__YOUR TASK__: Please repeat exactly the line containing "Each instance receives one keypoint. Mark the mountain" and each line after it in the records below, through the last.

__DATA FOR PROCESSING__:
===============
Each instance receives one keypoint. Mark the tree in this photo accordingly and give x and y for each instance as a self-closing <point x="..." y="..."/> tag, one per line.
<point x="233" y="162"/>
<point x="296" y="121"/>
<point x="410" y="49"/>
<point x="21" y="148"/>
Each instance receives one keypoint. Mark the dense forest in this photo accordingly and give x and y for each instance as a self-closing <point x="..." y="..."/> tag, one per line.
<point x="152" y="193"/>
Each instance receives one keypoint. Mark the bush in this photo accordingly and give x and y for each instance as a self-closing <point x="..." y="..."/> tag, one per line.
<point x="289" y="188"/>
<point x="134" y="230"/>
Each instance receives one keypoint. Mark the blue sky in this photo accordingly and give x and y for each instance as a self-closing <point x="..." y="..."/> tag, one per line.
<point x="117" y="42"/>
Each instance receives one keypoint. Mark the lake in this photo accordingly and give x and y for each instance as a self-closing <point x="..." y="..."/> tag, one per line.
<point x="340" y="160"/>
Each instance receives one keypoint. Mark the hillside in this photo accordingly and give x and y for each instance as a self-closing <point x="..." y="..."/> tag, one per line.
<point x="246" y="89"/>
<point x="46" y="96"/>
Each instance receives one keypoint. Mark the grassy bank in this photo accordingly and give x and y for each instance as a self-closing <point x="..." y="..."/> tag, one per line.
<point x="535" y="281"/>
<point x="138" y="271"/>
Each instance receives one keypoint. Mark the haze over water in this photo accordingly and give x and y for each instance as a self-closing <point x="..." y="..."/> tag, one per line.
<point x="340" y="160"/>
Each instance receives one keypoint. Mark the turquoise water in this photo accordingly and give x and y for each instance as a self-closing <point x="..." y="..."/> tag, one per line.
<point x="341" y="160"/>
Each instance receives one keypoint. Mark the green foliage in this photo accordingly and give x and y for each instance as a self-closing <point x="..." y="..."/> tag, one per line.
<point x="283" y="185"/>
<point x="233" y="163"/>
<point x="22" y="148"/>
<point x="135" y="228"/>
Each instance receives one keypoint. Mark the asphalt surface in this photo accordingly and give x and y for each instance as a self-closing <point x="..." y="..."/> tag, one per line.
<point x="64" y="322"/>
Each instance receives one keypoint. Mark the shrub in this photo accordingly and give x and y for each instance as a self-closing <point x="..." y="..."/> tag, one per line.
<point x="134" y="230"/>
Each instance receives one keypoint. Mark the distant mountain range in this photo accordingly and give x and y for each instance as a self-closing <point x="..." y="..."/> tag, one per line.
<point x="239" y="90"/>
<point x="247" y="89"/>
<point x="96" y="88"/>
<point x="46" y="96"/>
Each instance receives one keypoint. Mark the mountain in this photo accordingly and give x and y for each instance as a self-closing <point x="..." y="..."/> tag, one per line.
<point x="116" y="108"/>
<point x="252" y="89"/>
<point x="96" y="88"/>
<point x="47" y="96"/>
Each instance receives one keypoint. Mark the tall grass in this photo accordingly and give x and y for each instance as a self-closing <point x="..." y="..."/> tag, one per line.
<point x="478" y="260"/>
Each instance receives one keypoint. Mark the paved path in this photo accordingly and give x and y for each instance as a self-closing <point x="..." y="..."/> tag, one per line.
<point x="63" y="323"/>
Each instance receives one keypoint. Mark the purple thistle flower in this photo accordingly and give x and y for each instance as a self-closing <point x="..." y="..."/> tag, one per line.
===============
__SOLVED EXERCISE__:
Each instance receives one keypoint. Mark the mountain in this photo accordingly and give x and y for each instance as a self-closing <point x="..." y="..."/> tag, one per line.
<point x="116" y="108"/>
<point x="252" y="89"/>
<point x="96" y="88"/>
<point x="47" y="96"/>
Each instance receives one keypoint. Mark the tall grass in this photo accordingly and give x and y for each instance as a self-closing <point x="..." y="..."/> tag, one per line.
<point x="478" y="260"/>
Each instance receives one keypoint. Mark the paved path in this photo accordingly and give x and y for each instance as a self-closing <point x="..." y="..."/> tag, one per line.
<point x="63" y="323"/>
Each instance receives one keypoint. Mark the purple thistle flower in this photo accordingly and give x and y for each instance as a self-closing <point x="..." y="..."/> tag, one per line.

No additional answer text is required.